INFORMATION GIVEN:

------------------------------------------------------------

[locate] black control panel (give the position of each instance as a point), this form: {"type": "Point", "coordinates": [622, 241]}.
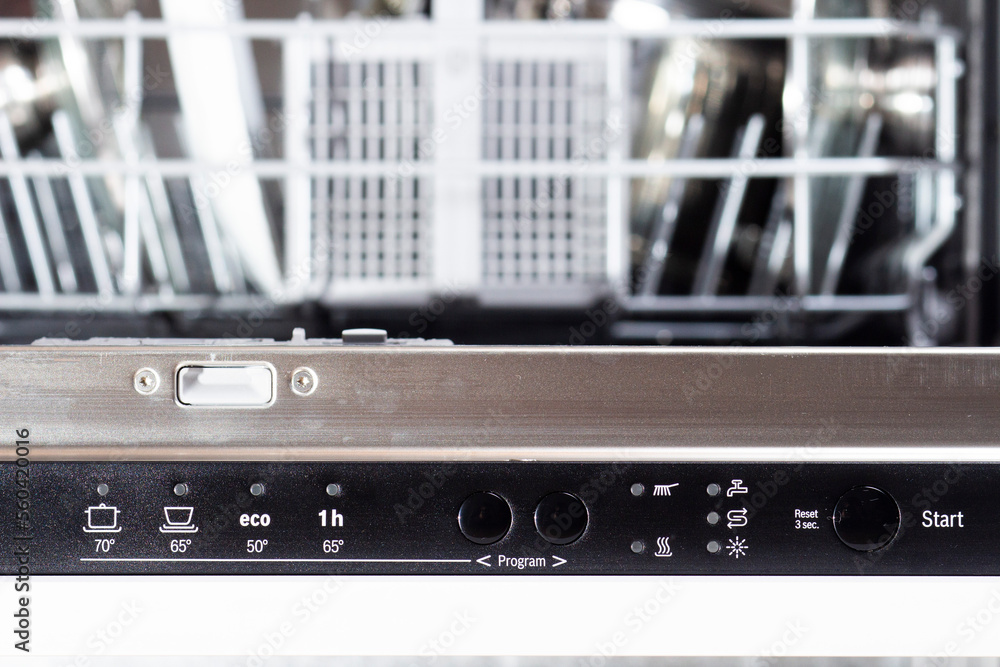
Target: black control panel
{"type": "Point", "coordinates": [500, 518]}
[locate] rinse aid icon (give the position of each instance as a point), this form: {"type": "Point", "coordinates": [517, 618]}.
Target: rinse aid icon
{"type": "Point", "coordinates": [178, 520]}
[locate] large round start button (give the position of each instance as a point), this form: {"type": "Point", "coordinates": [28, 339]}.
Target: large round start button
{"type": "Point", "coordinates": [484, 518]}
{"type": "Point", "coordinates": [866, 518]}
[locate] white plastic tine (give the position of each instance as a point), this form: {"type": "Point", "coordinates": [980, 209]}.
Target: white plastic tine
{"type": "Point", "coordinates": [25, 207]}
{"type": "Point", "coordinates": [48, 208]}
{"type": "Point", "coordinates": [84, 206]}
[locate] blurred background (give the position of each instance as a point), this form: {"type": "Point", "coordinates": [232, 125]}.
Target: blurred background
{"type": "Point", "coordinates": [805, 172]}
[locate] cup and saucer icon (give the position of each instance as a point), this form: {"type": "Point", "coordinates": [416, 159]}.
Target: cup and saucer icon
{"type": "Point", "coordinates": [178, 520]}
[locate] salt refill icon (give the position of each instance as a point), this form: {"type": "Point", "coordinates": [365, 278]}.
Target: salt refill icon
{"type": "Point", "coordinates": [179, 520]}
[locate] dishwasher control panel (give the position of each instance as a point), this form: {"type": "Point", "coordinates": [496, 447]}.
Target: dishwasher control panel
{"type": "Point", "coordinates": [500, 518]}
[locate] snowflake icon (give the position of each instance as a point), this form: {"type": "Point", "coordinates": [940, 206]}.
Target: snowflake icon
{"type": "Point", "coordinates": [737, 547]}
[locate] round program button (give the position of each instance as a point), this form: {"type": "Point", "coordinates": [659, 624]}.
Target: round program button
{"type": "Point", "coordinates": [561, 518]}
{"type": "Point", "coordinates": [484, 518]}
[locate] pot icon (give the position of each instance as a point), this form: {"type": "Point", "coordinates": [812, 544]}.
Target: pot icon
{"type": "Point", "coordinates": [102, 519]}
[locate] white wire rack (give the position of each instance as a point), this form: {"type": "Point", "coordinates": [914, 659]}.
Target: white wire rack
{"type": "Point", "coordinates": [459, 155]}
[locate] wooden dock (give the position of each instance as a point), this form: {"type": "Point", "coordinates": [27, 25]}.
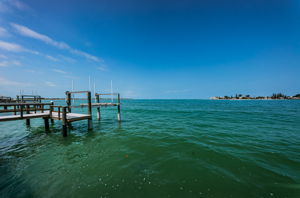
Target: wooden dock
{"type": "Point", "coordinates": [33, 108]}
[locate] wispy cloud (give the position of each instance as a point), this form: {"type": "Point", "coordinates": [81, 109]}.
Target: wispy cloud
{"type": "Point", "coordinates": [3, 56]}
{"type": "Point", "coordinates": [50, 84]}
{"type": "Point", "coordinates": [59, 71]}
{"type": "Point", "coordinates": [71, 60]}
{"type": "Point", "coordinates": [19, 5]}
{"type": "Point", "coordinates": [72, 77]}
{"type": "Point", "coordinates": [13, 47]}
{"type": "Point", "coordinates": [102, 68]}
{"type": "Point", "coordinates": [6, 82]}
{"type": "Point", "coordinates": [25, 31]}
{"type": "Point", "coordinates": [3, 7]}
{"type": "Point", "coordinates": [51, 58]}
{"type": "Point", "coordinates": [8, 63]}
{"type": "Point", "coordinates": [177, 91]}
{"type": "Point", "coordinates": [3, 32]}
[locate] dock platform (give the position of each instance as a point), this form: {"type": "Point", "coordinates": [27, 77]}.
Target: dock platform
{"type": "Point", "coordinates": [26, 109]}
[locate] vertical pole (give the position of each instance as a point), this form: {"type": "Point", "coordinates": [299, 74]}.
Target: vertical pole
{"type": "Point", "coordinates": [21, 111]}
{"type": "Point", "coordinates": [27, 111]}
{"type": "Point", "coordinates": [64, 122]}
{"type": "Point", "coordinates": [68, 95]}
{"type": "Point", "coordinates": [98, 108]}
{"type": "Point", "coordinates": [90, 123]}
{"type": "Point", "coordinates": [119, 108]}
{"type": "Point", "coordinates": [51, 110]}
{"type": "Point", "coordinates": [46, 121]}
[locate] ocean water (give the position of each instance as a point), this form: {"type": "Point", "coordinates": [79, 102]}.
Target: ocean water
{"type": "Point", "coordinates": [162, 148]}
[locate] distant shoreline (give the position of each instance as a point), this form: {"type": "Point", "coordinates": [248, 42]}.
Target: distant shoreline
{"type": "Point", "coordinates": [275, 96]}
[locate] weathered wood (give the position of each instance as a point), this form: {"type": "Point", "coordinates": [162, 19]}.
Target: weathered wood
{"type": "Point", "coordinates": [46, 122]}
{"type": "Point", "coordinates": [24, 116]}
{"type": "Point", "coordinates": [14, 110]}
{"type": "Point", "coordinates": [27, 103]}
{"type": "Point", "coordinates": [21, 112]}
{"type": "Point", "coordinates": [69, 101]}
{"type": "Point", "coordinates": [51, 109]}
{"type": "Point", "coordinates": [119, 108]}
{"type": "Point", "coordinates": [90, 122]}
{"type": "Point", "coordinates": [98, 108]}
{"type": "Point", "coordinates": [64, 122]}
{"type": "Point", "coordinates": [89, 98]}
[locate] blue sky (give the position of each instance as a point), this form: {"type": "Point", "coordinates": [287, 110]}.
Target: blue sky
{"type": "Point", "coordinates": [150, 49]}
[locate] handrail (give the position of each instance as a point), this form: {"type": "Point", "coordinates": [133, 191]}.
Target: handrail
{"type": "Point", "coordinates": [98, 94]}
{"type": "Point", "coordinates": [24, 103]}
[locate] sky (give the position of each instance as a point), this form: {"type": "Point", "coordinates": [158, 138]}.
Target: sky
{"type": "Point", "coordinates": [150, 49]}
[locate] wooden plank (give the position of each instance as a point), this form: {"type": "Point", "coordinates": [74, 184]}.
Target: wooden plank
{"type": "Point", "coordinates": [24, 103]}
{"type": "Point", "coordinates": [25, 116]}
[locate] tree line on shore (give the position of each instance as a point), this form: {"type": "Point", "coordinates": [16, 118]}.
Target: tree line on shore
{"type": "Point", "coordinates": [273, 96]}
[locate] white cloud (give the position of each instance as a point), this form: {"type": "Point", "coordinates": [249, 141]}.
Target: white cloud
{"type": "Point", "coordinates": [6, 82]}
{"type": "Point", "coordinates": [3, 32]}
{"type": "Point", "coordinates": [7, 63]}
{"type": "Point", "coordinates": [51, 58]}
{"type": "Point", "coordinates": [3, 7]}
{"type": "Point", "coordinates": [19, 5]}
{"type": "Point", "coordinates": [59, 71]}
{"type": "Point", "coordinates": [67, 59]}
{"type": "Point", "coordinates": [12, 47]}
{"type": "Point", "coordinates": [50, 84]}
{"type": "Point", "coordinates": [25, 31]}
{"type": "Point", "coordinates": [177, 91]}
{"type": "Point", "coordinates": [102, 68]}
{"type": "Point", "coordinates": [3, 56]}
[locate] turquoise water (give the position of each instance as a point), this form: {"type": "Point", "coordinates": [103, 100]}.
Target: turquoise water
{"type": "Point", "coordinates": [162, 148]}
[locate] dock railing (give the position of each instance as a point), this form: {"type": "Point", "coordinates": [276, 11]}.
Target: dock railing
{"type": "Point", "coordinates": [23, 108]}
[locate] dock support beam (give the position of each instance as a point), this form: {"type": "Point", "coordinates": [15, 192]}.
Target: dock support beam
{"type": "Point", "coordinates": [119, 108]}
{"type": "Point", "coordinates": [90, 122]}
{"type": "Point", "coordinates": [64, 122]}
{"type": "Point", "coordinates": [46, 122]}
{"type": "Point", "coordinates": [51, 109]}
{"type": "Point", "coordinates": [98, 108]}
{"type": "Point", "coordinates": [27, 120]}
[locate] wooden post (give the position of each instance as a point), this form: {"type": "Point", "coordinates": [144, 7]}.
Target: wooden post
{"type": "Point", "coordinates": [69, 101]}
{"type": "Point", "coordinates": [90, 123]}
{"type": "Point", "coordinates": [51, 110]}
{"type": "Point", "coordinates": [27, 111]}
{"type": "Point", "coordinates": [64, 122]}
{"type": "Point", "coordinates": [46, 121]}
{"type": "Point", "coordinates": [119, 108]}
{"type": "Point", "coordinates": [98, 108]}
{"type": "Point", "coordinates": [21, 111]}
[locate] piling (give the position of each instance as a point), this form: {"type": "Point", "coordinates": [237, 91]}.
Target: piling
{"type": "Point", "coordinates": [90, 123]}
{"type": "Point", "coordinates": [64, 122]}
{"type": "Point", "coordinates": [46, 122]}
{"type": "Point", "coordinates": [27, 111]}
{"type": "Point", "coordinates": [98, 108]}
{"type": "Point", "coordinates": [119, 108]}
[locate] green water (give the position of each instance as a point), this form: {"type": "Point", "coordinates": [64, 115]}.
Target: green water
{"type": "Point", "coordinates": [162, 148]}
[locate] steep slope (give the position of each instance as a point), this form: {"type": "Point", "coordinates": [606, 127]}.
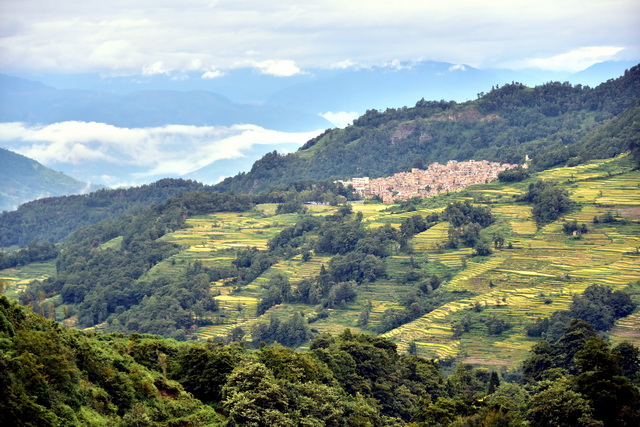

------------------------------------------------------------

AIM OF THE TASK: Gather every line of the records above that contains the word "salt", and copy each one in full.

TASK RESULT:
[locate] salt refill icon (give the position of each instance as a point), this form: {"type": "Point", "coordinates": [365, 278]}.
Target: salt refill icon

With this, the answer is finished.